◆ **Written problem**: Select and copy each line of the data below that contains the word "hillside".

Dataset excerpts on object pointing
----
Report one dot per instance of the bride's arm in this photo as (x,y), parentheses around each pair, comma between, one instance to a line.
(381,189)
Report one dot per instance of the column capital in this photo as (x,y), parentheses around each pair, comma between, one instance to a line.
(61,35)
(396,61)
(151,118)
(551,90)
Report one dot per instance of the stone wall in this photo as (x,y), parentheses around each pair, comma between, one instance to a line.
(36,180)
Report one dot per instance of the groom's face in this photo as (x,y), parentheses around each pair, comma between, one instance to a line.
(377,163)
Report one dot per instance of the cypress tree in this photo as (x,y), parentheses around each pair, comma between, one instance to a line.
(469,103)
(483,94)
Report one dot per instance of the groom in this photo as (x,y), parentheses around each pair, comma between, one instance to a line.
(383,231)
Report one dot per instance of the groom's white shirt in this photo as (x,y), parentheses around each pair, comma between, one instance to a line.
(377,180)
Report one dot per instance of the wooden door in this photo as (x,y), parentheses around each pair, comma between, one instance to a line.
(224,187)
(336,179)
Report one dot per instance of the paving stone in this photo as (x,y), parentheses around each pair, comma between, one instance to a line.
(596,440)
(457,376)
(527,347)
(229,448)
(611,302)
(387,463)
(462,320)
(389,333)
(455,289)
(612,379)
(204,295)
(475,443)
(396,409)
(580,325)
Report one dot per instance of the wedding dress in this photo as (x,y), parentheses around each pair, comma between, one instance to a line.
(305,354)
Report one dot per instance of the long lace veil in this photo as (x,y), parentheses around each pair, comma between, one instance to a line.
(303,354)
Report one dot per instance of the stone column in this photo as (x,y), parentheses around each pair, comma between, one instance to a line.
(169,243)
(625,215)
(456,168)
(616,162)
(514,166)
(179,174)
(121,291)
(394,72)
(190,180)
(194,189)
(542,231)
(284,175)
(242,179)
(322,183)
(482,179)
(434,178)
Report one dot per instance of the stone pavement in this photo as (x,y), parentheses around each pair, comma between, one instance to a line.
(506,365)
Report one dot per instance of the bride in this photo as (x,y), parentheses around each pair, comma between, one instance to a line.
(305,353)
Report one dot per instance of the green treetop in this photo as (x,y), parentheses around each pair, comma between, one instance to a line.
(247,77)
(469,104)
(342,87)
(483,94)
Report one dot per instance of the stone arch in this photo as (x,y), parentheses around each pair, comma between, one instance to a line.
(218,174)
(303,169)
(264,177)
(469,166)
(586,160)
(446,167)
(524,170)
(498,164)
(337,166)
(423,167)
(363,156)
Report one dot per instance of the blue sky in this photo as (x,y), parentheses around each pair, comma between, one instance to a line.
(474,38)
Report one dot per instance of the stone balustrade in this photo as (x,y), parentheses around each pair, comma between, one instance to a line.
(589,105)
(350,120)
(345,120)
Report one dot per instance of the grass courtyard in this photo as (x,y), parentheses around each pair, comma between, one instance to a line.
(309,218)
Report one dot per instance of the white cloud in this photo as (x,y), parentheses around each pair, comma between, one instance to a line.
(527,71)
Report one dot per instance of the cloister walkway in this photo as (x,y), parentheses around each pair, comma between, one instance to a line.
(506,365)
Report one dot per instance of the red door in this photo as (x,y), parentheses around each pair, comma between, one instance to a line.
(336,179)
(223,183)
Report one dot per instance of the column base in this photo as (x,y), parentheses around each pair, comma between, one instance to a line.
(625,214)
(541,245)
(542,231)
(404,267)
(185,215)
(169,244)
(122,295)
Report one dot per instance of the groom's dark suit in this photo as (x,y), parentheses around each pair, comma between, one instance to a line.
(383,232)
----
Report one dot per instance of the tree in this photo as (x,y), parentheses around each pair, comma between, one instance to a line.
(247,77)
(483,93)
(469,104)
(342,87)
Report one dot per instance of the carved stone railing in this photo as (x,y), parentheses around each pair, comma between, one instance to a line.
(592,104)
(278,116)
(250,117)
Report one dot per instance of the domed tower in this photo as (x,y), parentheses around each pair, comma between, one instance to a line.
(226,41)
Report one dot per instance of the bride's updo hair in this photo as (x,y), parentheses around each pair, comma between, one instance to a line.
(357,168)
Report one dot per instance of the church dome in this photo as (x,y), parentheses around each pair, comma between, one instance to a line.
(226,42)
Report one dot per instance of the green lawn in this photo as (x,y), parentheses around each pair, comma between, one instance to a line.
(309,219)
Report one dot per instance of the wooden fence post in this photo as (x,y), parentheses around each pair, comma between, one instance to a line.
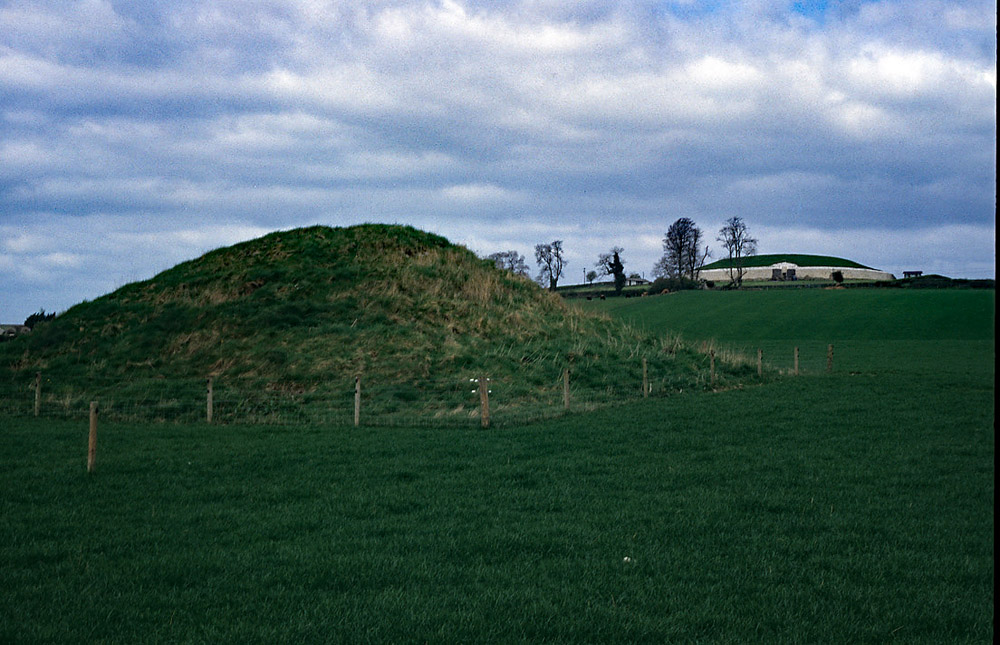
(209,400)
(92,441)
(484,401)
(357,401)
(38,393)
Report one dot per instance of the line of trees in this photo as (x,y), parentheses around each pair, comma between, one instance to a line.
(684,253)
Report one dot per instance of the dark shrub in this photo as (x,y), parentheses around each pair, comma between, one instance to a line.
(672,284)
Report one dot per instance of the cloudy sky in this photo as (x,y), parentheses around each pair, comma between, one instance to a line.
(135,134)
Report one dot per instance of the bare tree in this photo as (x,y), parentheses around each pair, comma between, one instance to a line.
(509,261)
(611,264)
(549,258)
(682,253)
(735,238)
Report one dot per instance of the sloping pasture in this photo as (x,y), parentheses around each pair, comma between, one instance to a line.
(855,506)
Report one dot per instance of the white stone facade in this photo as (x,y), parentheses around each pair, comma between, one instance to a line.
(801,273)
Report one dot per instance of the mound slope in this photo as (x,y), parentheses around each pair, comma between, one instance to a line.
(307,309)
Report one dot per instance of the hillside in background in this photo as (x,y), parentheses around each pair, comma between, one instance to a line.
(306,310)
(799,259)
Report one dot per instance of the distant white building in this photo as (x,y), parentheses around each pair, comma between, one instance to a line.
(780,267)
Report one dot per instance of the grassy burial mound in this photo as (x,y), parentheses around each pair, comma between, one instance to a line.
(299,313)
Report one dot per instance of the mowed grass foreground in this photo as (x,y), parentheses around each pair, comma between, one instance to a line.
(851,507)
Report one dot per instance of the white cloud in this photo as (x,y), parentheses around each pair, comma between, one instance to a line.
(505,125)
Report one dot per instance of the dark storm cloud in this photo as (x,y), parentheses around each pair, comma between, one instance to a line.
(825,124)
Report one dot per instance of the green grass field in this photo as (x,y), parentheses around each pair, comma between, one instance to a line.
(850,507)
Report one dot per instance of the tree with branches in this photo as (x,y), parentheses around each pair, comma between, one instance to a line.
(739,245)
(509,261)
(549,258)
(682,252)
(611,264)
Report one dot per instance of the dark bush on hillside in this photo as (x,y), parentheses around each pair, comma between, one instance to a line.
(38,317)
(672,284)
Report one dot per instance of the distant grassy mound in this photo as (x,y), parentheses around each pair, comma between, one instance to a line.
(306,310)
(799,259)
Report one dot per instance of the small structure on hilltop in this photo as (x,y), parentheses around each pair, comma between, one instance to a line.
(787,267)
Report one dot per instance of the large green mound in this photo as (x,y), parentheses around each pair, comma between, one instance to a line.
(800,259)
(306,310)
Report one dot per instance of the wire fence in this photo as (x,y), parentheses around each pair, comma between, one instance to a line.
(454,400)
----
◆ **Expected answer**:
Report one dot per instance of the hillside in background in this photo as (x,y), parentheses around each pair, comma between, one instance to a line.
Report one dot per instance of the dark bush on hillside in this photo as (x,y), parentheses around each pair, comma between, one instance to a line.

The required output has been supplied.